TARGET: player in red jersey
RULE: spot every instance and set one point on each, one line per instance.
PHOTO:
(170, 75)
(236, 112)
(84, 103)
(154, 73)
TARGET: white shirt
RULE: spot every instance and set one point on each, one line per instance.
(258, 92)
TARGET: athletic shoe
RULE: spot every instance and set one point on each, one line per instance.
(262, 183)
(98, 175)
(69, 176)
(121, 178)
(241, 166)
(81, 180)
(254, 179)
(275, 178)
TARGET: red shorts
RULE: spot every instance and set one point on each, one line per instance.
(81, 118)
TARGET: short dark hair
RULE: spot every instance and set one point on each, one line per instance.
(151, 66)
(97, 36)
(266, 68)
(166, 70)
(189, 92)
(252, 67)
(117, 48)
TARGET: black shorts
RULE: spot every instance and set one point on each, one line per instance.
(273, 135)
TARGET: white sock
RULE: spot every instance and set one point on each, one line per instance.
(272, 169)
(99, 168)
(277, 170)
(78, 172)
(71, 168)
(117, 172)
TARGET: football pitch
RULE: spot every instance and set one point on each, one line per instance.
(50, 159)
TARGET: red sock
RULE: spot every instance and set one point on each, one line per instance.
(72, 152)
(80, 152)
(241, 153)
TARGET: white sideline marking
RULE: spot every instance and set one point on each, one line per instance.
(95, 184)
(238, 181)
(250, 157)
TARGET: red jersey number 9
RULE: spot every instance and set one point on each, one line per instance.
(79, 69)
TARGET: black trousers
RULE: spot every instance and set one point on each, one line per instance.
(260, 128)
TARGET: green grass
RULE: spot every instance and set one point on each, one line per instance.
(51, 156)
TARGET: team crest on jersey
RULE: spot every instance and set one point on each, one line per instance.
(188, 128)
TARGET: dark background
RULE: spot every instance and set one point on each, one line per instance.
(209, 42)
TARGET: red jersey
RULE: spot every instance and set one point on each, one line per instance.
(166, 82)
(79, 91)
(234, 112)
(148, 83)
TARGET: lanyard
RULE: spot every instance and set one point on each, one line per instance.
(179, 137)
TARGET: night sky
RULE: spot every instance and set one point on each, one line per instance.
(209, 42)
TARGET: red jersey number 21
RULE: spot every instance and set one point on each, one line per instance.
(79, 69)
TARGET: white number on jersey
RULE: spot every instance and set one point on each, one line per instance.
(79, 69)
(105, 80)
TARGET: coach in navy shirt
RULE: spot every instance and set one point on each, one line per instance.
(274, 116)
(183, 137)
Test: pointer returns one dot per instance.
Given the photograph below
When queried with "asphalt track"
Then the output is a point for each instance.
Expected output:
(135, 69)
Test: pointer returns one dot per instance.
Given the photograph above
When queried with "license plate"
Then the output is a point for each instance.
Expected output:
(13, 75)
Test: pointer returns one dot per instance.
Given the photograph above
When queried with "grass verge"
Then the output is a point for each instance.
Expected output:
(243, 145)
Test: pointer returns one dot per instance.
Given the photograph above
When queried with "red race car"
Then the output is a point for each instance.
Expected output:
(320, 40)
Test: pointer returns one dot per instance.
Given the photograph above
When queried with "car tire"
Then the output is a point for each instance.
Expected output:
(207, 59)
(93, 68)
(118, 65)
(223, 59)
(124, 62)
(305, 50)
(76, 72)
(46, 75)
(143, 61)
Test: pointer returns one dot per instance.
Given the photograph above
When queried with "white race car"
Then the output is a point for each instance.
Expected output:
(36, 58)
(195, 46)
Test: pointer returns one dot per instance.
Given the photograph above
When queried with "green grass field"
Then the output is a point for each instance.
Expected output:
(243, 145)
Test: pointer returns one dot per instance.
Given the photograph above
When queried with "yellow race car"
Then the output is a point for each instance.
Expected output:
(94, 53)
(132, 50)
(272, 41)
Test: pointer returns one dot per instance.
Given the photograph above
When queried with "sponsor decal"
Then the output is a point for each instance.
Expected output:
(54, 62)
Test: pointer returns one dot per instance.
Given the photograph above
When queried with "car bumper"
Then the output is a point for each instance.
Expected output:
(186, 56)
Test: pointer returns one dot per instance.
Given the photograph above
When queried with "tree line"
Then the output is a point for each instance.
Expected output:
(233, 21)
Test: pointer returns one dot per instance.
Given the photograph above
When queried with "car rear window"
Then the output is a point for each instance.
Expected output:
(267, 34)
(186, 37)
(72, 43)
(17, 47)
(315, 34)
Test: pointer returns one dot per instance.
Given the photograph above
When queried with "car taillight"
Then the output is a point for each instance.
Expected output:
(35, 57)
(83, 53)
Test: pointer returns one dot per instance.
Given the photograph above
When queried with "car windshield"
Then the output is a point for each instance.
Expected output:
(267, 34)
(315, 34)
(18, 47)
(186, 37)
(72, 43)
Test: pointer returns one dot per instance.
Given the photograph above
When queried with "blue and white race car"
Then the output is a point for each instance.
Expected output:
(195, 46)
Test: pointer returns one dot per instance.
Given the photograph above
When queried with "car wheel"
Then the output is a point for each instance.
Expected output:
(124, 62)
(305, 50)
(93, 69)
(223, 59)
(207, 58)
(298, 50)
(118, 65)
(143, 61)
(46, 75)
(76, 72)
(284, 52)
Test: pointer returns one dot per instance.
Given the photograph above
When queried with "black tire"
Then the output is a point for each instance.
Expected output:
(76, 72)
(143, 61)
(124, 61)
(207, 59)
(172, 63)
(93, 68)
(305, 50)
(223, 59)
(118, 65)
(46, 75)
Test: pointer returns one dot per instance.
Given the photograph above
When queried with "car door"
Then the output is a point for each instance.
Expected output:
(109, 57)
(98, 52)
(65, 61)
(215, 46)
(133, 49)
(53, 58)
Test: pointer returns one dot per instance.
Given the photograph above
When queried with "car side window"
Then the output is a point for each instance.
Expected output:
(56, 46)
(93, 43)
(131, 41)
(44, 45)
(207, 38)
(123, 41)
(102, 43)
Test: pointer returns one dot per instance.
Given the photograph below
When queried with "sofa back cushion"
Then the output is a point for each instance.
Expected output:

--

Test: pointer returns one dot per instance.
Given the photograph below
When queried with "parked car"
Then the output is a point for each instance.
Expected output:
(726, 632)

--

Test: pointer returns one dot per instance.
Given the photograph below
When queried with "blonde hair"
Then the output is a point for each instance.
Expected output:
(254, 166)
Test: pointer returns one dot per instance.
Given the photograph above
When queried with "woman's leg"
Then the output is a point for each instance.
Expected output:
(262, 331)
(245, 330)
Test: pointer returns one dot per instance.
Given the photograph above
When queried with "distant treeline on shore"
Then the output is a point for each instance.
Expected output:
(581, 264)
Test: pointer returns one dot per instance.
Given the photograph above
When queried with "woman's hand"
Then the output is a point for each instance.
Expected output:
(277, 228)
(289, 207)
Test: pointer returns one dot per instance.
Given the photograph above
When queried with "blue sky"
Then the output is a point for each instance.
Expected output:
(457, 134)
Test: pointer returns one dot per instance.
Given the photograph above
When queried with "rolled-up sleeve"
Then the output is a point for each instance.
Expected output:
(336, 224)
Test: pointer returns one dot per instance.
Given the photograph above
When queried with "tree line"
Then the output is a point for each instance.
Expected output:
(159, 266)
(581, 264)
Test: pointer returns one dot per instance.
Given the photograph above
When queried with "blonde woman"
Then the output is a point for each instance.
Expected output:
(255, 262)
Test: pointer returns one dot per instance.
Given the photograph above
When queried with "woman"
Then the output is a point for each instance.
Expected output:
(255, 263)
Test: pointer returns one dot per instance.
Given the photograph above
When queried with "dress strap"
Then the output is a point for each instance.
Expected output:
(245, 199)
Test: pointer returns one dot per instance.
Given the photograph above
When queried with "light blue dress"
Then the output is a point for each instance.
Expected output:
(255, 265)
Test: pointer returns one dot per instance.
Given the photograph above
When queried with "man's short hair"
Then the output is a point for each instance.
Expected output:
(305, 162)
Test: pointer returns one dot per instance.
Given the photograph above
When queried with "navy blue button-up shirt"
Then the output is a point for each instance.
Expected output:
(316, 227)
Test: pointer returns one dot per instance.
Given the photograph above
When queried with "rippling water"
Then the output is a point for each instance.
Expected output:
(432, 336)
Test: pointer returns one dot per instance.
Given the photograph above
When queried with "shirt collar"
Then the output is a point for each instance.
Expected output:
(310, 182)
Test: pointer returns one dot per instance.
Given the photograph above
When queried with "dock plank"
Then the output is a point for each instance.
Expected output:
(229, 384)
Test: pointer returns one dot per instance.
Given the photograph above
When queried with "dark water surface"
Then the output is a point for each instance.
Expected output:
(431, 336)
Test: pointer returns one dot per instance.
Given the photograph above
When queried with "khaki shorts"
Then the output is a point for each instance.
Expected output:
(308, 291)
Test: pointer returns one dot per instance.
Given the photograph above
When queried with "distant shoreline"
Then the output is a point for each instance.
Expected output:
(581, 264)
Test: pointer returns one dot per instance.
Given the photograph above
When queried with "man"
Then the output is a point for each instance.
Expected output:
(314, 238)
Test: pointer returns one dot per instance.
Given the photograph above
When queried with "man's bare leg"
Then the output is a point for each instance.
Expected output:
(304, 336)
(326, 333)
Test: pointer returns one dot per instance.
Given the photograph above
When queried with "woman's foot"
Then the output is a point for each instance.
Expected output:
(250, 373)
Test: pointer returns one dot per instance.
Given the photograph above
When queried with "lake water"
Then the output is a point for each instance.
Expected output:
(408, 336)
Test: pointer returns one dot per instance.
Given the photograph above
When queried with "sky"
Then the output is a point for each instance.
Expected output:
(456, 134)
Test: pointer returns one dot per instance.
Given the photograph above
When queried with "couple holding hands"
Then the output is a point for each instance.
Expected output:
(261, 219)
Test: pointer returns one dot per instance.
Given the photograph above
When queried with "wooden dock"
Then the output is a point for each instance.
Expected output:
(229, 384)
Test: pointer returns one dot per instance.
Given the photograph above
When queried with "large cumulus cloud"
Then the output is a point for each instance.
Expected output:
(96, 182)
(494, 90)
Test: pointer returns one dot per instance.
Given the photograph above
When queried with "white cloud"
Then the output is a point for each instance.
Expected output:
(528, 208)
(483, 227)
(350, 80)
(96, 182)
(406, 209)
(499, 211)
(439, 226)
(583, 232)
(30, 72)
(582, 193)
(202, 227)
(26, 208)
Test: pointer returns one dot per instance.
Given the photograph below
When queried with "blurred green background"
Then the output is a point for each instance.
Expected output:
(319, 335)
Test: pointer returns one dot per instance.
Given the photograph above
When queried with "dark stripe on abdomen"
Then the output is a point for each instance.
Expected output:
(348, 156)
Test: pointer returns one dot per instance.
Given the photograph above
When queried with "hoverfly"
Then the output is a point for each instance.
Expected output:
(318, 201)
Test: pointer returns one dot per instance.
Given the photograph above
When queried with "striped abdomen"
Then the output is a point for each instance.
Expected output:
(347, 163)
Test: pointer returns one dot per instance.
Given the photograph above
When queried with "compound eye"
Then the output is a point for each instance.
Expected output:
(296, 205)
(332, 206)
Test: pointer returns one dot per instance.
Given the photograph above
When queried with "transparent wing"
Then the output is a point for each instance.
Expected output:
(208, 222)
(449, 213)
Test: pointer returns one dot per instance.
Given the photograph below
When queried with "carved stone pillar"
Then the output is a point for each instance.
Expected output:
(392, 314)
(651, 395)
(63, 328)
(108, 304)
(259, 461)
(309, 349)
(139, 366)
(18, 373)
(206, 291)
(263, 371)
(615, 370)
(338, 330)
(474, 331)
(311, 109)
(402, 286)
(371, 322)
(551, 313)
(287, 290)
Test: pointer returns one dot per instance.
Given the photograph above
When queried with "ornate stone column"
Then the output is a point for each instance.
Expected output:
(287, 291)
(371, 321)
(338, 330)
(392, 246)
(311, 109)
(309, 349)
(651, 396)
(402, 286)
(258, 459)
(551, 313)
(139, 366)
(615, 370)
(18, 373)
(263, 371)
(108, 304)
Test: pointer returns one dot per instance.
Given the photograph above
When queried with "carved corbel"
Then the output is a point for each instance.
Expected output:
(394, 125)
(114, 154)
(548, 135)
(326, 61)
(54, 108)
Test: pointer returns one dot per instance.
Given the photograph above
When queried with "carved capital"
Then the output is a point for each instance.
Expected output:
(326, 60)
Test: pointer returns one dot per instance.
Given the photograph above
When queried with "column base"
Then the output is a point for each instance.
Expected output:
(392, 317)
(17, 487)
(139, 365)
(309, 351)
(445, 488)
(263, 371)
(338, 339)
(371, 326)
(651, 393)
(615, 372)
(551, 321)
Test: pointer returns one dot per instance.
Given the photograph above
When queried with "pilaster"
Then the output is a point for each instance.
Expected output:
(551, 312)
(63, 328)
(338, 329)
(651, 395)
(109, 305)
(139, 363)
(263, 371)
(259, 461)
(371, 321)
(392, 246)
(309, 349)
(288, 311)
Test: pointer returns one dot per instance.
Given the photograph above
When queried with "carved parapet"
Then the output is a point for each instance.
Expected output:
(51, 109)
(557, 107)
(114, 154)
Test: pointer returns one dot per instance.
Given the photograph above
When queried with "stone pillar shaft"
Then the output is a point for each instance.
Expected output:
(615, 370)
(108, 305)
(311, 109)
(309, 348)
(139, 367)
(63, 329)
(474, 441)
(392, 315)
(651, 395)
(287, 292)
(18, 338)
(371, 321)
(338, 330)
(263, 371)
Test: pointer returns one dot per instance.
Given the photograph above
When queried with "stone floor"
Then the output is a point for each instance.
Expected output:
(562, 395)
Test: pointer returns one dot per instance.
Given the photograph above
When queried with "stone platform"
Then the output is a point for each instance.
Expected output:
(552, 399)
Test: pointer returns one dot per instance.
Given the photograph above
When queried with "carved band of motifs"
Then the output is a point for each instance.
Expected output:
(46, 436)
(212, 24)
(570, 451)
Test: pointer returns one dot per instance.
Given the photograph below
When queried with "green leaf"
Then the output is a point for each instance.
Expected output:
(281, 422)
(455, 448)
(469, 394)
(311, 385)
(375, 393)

*WORK ITEM*: Look through the entries above and count each line holding "dress"; report the count alone.

*SOLUTION TO THIS TASK*: 2